*** Opening Provided records ***

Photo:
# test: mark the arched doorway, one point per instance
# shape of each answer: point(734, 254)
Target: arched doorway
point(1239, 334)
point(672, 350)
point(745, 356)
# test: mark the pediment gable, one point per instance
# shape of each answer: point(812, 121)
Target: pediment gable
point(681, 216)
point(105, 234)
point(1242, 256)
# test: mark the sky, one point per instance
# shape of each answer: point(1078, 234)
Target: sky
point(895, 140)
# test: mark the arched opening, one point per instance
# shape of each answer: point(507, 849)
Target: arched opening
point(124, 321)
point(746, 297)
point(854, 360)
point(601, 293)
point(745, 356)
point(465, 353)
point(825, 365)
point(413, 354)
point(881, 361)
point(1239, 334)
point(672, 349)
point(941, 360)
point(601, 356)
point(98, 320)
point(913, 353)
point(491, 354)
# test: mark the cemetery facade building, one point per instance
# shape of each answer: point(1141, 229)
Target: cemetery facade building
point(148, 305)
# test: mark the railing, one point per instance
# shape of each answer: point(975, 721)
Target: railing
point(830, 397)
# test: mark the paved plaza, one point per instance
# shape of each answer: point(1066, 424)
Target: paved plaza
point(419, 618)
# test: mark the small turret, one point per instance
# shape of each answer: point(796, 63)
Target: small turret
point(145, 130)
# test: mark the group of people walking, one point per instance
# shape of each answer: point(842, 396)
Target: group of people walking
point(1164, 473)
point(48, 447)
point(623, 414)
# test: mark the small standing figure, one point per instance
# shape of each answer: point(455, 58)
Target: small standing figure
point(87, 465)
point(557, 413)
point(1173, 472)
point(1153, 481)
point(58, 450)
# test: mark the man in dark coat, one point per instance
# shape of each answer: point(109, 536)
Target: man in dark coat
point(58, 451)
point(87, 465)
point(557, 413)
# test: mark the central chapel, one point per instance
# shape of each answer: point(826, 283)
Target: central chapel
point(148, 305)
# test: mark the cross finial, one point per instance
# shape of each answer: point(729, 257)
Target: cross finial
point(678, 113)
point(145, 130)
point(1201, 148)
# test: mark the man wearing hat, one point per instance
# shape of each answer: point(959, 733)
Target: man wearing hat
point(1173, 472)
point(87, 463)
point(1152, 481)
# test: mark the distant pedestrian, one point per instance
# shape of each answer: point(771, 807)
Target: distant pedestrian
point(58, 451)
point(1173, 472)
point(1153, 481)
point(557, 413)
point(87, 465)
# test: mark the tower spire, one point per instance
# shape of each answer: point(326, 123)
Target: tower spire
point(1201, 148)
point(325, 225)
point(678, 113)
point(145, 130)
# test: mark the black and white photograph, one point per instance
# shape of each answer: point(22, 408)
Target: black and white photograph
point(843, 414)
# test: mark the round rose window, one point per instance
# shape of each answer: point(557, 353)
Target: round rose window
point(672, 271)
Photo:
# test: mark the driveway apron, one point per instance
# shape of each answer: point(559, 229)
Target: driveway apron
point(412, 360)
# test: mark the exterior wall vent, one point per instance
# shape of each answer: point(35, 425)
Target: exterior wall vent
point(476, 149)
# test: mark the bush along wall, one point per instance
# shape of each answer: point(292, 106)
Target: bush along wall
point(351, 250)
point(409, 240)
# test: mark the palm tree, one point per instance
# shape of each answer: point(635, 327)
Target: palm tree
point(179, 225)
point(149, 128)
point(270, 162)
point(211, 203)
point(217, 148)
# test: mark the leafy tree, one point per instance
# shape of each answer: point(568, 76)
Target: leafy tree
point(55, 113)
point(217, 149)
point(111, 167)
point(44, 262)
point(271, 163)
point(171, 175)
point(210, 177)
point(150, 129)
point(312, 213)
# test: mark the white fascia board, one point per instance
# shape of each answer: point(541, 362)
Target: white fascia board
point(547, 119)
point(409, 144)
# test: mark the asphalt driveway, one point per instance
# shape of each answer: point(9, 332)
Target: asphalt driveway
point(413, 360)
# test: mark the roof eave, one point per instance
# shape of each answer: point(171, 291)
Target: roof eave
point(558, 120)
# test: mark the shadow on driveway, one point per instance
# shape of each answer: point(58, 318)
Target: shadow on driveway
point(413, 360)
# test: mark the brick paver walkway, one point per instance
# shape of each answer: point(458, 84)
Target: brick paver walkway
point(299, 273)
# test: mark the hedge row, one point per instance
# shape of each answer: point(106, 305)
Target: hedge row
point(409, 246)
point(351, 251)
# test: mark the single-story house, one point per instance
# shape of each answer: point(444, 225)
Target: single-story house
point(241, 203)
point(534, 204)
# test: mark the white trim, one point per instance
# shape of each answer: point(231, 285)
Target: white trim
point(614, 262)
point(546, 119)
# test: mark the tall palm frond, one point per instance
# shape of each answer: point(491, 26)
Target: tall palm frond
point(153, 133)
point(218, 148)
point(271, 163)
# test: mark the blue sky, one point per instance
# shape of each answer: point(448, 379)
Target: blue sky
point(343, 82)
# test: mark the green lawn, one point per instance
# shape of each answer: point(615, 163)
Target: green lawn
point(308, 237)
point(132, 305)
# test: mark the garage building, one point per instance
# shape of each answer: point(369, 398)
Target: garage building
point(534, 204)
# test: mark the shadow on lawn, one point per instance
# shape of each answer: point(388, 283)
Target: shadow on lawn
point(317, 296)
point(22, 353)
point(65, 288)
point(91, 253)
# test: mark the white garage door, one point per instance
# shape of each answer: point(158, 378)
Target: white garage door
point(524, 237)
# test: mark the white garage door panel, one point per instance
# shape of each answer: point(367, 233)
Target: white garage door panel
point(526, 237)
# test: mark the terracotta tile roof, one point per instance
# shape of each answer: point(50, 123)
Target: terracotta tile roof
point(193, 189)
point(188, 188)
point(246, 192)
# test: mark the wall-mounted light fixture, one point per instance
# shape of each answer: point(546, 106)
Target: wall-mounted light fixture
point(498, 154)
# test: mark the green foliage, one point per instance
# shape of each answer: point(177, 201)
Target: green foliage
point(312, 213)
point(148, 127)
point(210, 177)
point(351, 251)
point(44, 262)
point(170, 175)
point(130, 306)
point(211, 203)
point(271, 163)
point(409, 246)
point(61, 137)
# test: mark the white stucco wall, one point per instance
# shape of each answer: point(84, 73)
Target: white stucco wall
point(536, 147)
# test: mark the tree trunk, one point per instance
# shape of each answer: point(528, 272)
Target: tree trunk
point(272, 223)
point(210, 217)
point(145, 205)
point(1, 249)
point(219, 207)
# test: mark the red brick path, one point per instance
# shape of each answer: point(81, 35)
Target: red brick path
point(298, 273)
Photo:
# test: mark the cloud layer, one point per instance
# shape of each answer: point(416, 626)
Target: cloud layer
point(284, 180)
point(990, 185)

*** Closing Provided records ***

Restate every entry above word for word.

Photo:
# test: mark the arched doorway, one point per instance
# shape of each answer: point(734, 254)
Target: arched doorway
point(1239, 334)
point(672, 350)
point(745, 356)
# test: mark the pediment gable, one point per instance
# shape of each answer: point(812, 121)
Target: pediment gable
point(681, 216)
point(105, 234)
point(1242, 256)
# test: mark the sky, one point per instance
# shape of each answer: point(1078, 234)
Target: sky
point(895, 140)
# test: mark the arched opening, one point per instance
# shape of each answer: point(507, 849)
Target: arched opening
point(124, 321)
point(746, 297)
point(854, 360)
point(601, 293)
point(745, 356)
point(465, 353)
point(825, 365)
point(413, 354)
point(881, 361)
point(1239, 334)
point(672, 349)
point(941, 360)
point(601, 356)
point(98, 320)
point(913, 353)
point(491, 354)
# test: mark the cemetery facade building, one point per instance
# shape of each answer: point(1141, 229)
Target: cemetery facade building
point(148, 305)
# test: mark the railing, one point per instance
# shape of each answer: point(975, 721)
Target: railing
point(830, 397)
# test: mark the paved plaza, one point per instance
# shape of each answer: point(1066, 424)
Target: paved plaza
point(419, 618)
# test: mark the small turret, one point per instance
# shape of each answer: point(796, 63)
Target: small turret
point(145, 130)
# test: mark the group of people walking, one point per instance
# shape of each answer: point(842, 396)
Target: group of people walking
point(1164, 473)
point(48, 447)
point(623, 414)
# test: mark the small standing figure, one point per instance
# shape of each answer: point(455, 58)
Target: small standing figure
point(87, 465)
point(557, 413)
point(1173, 472)
point(1153, 481)
point(58, 450)
# test: mark the man in dark coat, one point per instance
# shape of each answer: point(109, 536)
Target: man in dark coat
point(58, 451)
point(87, 465)
point(557, 413)
# test: mark the central chapel, one point per instance
# shape of each answer: point(826, 283)
Target: central chapel
point(148, 305)
# test: mark the cross finial, one point per instance
# shape of each answer: point(729, 257)
Target: cross finial
point(678, 113)
point(145, 130)
point(1201, 148)
# test: mark the man wearing hat, one point per instance
# shape of each answer: point(959, 733)
Target: man wearing hat
point(1173, 472)
point(87, 463)
point(1152, 481)
# test: mark the distant pedestrian, one point per instance
# shape of each answer: point(771, 807)
Target: distant pedestrian
point(58, 451)
point(1173, 472)
point(1153, 481)
point(557, 413)
point(87, 465)
# test: mark the tower spire, one point per instance
# shape of each answer: point(326, 123)
Target: tower spire
point(1201, 148)
point(325, 225)
point(678, 113)
point(145, 130)
# test: mark the black and white photograph, one point per instance
# shape of each answer: point(22, 408)
Target: black and white photograph
point(843, 414)
# test: mark the round rose window, one point per instance
# shape of each answer: point(557, 353)
Target: round rose window
point(672, 271)
Photo:
# test: mark the driveway apron, one point per instance
# shape of each answer: point(559, 229)
Target: driveway apron
point(412, 360)
# test: mark the exterior wall vent, one point per instance
# shape of each answer: point(35, 425)
Target: exterior wall vent
point(476, 149)
# test: mark the bush along wall, one point per instance
# shape of each answer: point(292, 106)
Target: bush along wall
point(351, 250)
point(409, 240)
# test: mark the palm tree, one point per instance
# shape of each answer: point(635, 327)
Target: palm tree
point(179, 225)
point(149, 128)
point(270, 162)
point(211, 203)
point(217, 148)
# test: mark the leafy tree, one point per instance
# shape of each answer: point(568, 76)
Target: leafy tree
point(55, 113)
point(217, 149)
point(111, 167)
point(44, 262)
point(271, 163)
point(171, 175)
point(210, 177)
point(150, 129)
point(312, 213)
# test: mark the white fascia board, one point per instance
# shape of each answer: point(541, 362)
Target: white fascia board
point(547, 119)
point(409, 144)
# test: mark the asphalt driveway, one point per instance
# shape of each answer: point(9, 332)
Target: asphalt driveway
point(413, 360)
# test: mark the roof eave, one point per instance
# shape of each answer: point(171, 291)
Target: roof eave
point(558, 120)
# test: mark the shadow on driveway, one point per instance
# shape of each answer: point(58, 318)
Target: shadow on driveway
point(413, 360)
# test: mark the brick paver walkway, one point per instance
# shape of each answer: point(458, 84)
Target: brick paver walkway
point(299, 273)
# test: mark the hedge row, one point per instance
# shape of each answer: point(106, 305)
Target: hedge row
point(409, 246)
point(351, 251)
# test: mark the single-story house, one point per instance
# shape of each answer: point(444, 225)
Target: single-story house
point(241, 203)
point(534, 204)
# test: mark the white trim, one point per instance
# shape of each answer: point(231, 285)
Target: white trim
point(614, 262)
point(546, 119)
# test: mark the tall palm frond, one point per instance
# shape of each answer: point(491, 26)
Target: tall palm frond
point(153, 133)
point(218, 148)
point(271, 163)
# test: mark the blue sky, one point per instance
# shape of each answer: point(448, 379)
Target: blue sky
point(343, 82)
# test: mark the green lawn, one point per instance
# shape of each answer: point(615, 163)
Target: green lawn
point(308, 237)
point(132, 305)
# test: mark the garage building, one point per instance
# shape of each answer: point(369, 398)
Target: garage building
point(534, 204)
# test: mark the shadow on lawn, one point per instance
# shape of each answer: point(388, 283)
Target: shadow on lawn
point(317, 296)
point(22, 353)
point(65, 288)
point(91, 253)
# test: mark the white garage door, one point per instance
# shape of each answer: point(158, 378)
Target: white garage door
point(524, 237)
# test: mark the white garage door panel, one point per instance
# shape of each answer: point(367, 233)
Target: white garage door panel
point(526, 237)
# test: mark the terracotta tile roof, one point per instance
# shape of each answer: point(50, 123)
Target: terracotta tile roof
point(193, 189)
point(188, 188)
point(246, 192)
# test: mark the wall-mounted light fixture, one point per instance
# shape of each answer: point(546, 106)
Target: wall-mounted light fixture
point(498, 154)
# test: mark the green foliage, one point per instance
# shape of each answer: point(177, 201)
Target: green foliage
point(312, 213)
point(148, 127)
point(210, 177)
point(351, 251)
point(44, 262)
point(170, 175)
point(130, 306)
point(211, 203)
point(271, 163)
point(409, 246)
point(61, 137)
# test: mark the white stucco wall, one point per instance
# shape of each answer: point(84, 73)
Target: white stucco wall
point(536, 147)
# test: mark the tree trunk, one point per instance
# shape of each answer: point(528, 272)
Target: tree trunk
point(272, 223)
point(210, 217)
point(145, 205)
point(1, 249)
point(219, 207)
# test: mark the red brick path, one point per instance
# shape of each answer: point(81, 35)
Target: red brick path
point(298, 273)
Photo:
# test: mark the cloud layer, one point per instance
# shape of each answer: point(416, 626)
Target: cloud layer
point(284, 180)
point(990, 185)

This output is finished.